--- Task objective ---
Set down the full listing exactly as given. Any pictures are to be left out.

(Dataset records about object locations)
━━━━━━━━━━━━━━━━

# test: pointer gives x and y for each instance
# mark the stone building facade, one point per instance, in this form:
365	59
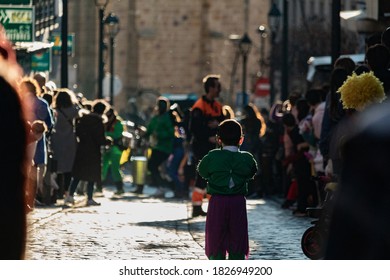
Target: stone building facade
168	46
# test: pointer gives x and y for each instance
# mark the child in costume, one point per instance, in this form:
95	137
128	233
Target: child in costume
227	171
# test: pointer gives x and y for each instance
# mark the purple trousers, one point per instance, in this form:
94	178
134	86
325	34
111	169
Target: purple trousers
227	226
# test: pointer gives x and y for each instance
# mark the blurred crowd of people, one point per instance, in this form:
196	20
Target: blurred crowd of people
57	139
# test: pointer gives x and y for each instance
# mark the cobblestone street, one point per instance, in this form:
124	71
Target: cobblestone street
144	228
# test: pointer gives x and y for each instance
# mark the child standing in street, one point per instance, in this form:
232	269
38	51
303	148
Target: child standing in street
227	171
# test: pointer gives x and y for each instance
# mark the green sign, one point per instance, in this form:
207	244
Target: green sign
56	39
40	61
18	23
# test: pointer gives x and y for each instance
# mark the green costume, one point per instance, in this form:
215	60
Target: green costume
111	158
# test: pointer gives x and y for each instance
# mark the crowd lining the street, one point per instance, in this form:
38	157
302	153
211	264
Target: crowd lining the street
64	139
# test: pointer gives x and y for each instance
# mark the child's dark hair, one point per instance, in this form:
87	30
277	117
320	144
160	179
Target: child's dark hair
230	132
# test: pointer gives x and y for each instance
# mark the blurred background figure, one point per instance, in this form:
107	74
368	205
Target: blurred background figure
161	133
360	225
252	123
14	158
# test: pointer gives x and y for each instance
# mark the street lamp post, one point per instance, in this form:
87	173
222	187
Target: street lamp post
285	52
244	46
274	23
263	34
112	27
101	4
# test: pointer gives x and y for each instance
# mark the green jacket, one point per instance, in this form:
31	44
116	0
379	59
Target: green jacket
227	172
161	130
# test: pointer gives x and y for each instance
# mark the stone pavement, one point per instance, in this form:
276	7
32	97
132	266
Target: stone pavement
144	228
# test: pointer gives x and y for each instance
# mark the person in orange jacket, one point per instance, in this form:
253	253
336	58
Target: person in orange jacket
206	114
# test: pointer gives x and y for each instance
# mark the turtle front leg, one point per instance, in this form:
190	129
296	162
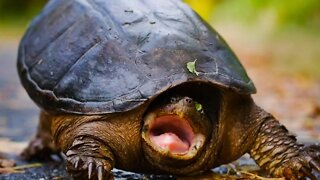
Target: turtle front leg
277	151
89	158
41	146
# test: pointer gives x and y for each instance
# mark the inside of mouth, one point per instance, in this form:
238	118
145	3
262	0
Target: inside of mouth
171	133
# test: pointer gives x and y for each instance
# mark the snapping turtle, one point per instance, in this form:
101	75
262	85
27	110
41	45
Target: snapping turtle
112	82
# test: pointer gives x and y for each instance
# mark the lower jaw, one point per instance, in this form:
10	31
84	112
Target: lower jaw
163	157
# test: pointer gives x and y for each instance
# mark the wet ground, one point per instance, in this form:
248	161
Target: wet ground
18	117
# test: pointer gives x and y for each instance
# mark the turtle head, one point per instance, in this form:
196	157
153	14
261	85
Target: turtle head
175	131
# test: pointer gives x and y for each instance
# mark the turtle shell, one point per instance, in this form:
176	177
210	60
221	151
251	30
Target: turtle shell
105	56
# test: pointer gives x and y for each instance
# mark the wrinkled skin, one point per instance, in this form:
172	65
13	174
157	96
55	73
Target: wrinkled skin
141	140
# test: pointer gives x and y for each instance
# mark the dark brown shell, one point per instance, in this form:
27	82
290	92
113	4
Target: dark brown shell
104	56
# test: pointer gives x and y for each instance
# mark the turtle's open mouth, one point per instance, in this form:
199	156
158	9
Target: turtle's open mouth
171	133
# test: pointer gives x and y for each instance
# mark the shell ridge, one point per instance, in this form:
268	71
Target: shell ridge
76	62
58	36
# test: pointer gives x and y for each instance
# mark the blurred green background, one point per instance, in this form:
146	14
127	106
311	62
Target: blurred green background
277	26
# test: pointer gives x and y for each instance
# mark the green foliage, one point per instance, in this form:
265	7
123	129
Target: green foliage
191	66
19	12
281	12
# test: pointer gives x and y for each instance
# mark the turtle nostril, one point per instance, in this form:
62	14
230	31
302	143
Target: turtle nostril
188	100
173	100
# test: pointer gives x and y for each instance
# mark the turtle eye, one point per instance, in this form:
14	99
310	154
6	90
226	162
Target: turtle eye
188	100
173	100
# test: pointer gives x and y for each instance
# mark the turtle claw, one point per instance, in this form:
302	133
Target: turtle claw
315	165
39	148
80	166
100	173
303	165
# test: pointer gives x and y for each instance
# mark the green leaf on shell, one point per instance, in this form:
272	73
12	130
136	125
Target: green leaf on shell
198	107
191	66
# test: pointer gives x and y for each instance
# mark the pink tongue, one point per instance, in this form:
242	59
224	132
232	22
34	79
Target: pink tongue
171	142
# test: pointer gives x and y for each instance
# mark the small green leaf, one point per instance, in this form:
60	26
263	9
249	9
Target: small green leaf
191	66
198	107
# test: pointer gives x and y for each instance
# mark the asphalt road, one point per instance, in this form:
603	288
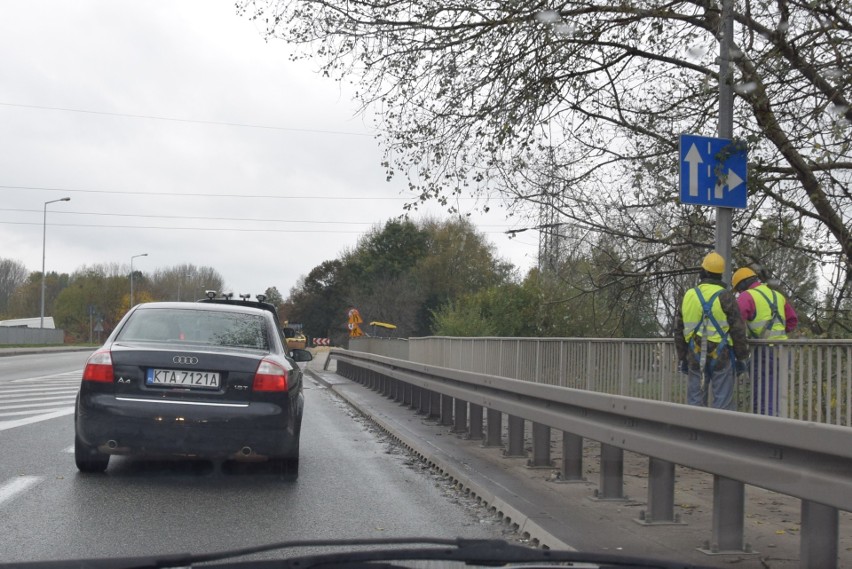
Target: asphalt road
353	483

━━━━━━━━━━━━━━━━

--- Final result ---
# test: pointer gives x and y for each instance
# mark the stone building facade, one point per instance, in this form:
365	59
Target: stone building facade
168	46
# test: pointer gives x and y for each instance
# mark the child in costume, one point per instance, in this form:
95	137
128	233
Target: child in costume
227	171
# test: pointer gives x and y for each instance
# mark the purple trousers, one point per instance, in this form:
94	178
134	86
325	34
111	169
Target: purple trousers
227	226
# test: pointer gives x and y for each instance
# mark the blurred crowd of people, one point per instance, in this form:
196	20
Target: blurred crowd of people
57	139
# test: pointer gives x and y for each instance
# mark the cobblestone street, one point per instance, in this form:
124	71
Target: cobblestone street
144	228
# test: pointer gives x and y for each instance
# mark the child standing in street, one point per instance, in this form:
232	269
38	51
303	148
Target: child standing in street
227	171
# test: pointer gives x and y for each instance
# mark the green sign, one point per instance, in this form:
207	244
Target: green sign
56	39
40	61
18	23
# test: pointer gives x and y for each instance
# mark the green costume, one point per instance, in this form:
215	60
Target: green costume
111	158
# test: pointer gives x and y for each instance
# mark the crowd lining the street, one point per instance, in this form:
38	157
302	153
211	264
Target: crowd lining the street
64	139
# test: pointer gives x and y for each instance
# mark the child's dark hair, one point per instance, in this form:
87	30
277	117
320	144
160	179
Target: child's dark hair
230	132
# test: pointer gives x and y for each instance
# mark the blurred background figure, one point per instance, in this form:
107	74
368	205
Target: blurred background figure
161	133
360	225
252	123
14	158
# test: pointer gives x and y for each instance
# mark the street lamp post, one point per instance, in this form:
87	173
222	187
Target: street lamp post
285	52
244	46
274	23
263	34
112	27
101	4
# test: pointer gives x and y for each instance
# mark the green jacket, one point per instance, in this form:
31	44
116	0
379	59
Target: green jacket
227	172
161	130
# test: pointer gives x and y for each instance
# mark the stone pavement, one point per instance, in this form:
276	7
32	97
132	266
Target: stone pavement
144	228
# test: pointer gives x and y for each instance
# mark the person in orange jacket, one point per instance, in this form:
253	253
336	58
Target: person in orange jacket
206	114
# test: pointer gives x and y for each instance
# mark the turtle front leg, one point per instance, in this form:
190	129
296	162
Target: turtle front leg
277	151
89	158
41	146
# test: pointer gives x and y for each instance
# mark the inside of mouth, one point per instance, in this form:
238	118
145	3
262	0
Target: inside of mouth
171	133
# test: pointer gives x and y for each instance
# mark the snapping turtle, one point per instance, in this form:
101	75
262	85
27	110
41	45
Target: snapping turtle
112	82
# test: pointer gives x and y for each instance
# mark the lower jaw, one point per instance, in this form:
10	31
84	112
Target: lower jaw
163	157
# test: pointer gives x and y for each instance
# mark the wet ground, one point per instance, in this form:
248	161
Target: wet ground
18	117
# test: pointer gives x and y for each instance
# mark the turtle head, one point per instance, in this form:
196	157
153	14
261	85
Target: turtle head
175	131
# test: pointer gives x and y for each instance
# mark the turtle shell, one point per instance, in this form:
176	177
210	60
221	151
251	30
Target: turtle shell
105	56
# test: pointer gives x and y for each instance
# mark the wrinkled skin, one point per instance, in this form:
172	65
13	174
157	96
55	73
Target: wrinkled skin
141	140
# test: pointer gives x and y for each instance
# mark the dark brown shell, one point per instance, in this form:
27	82
290	92
113	4
Target: dark brown shell
104	56
# test: pointer gives x and y for each instance
# mark the turtle's open mouth, one point per instance, in this form:
199	156
158	9
Target: turtle's open mouth
171	133
# test: pointer gives x and y for each instance
# mark the shell ridge, one point per instance, in this form:
268	71
Target: shell ridge
76	62
58	36
# test: pointer gives x and y for each instance
# mark the blurred green background, one point per instance, in this form:
146	14
127	106
311	62
Target: blurred green background
277	26
# test: pointer gives x and y for each instance
# mark the green foliage, one point per instance, in this form:
265	7
123	129
Target: green foliage
191	66
19	12
281	12
# test: pointer gives x and y for each instance
# mark the turtle nostril, one point per instance, in this form:
62	14
230	31
302	143
Target: turtle nostril
188	100
173	100
# test: pointer gives x and y for each instance
# mark the turtle eye, one point per instance, in this form:
14	99
310	154
6	90
226	162
Target: turtle eye
188	100
173	100
# test: pointer gives x and y for each instance
# mark the turtle claw, one point per instance, in this form:
302	133
Target: turtle claw
315	165
39	148
80	166
100	173
303	165
# test: pointer gives x and y for each instance
# mark the green leaf on shell, one point per instance, in this form:
272	73
12	130
136	125
Target: green leaf on shell
198	107
191	66
# test: pointer gives x and y for each instance
# mark the pink tongue, one point per instance, in this form:
242	59
224	132
232	22
34	79
Target: pink tongue
171	142
# test: pointer gives x and y for each instance
# mark the small green leaf, one point per instance, in this form:
60	26
263	9
249	9
Target: small green leaf
191	66
198	107
# test: pointer gives x and y for each instance
# mark the asphalt road, one point per instance, in this form:
603	288
Target: asphalt road
353	483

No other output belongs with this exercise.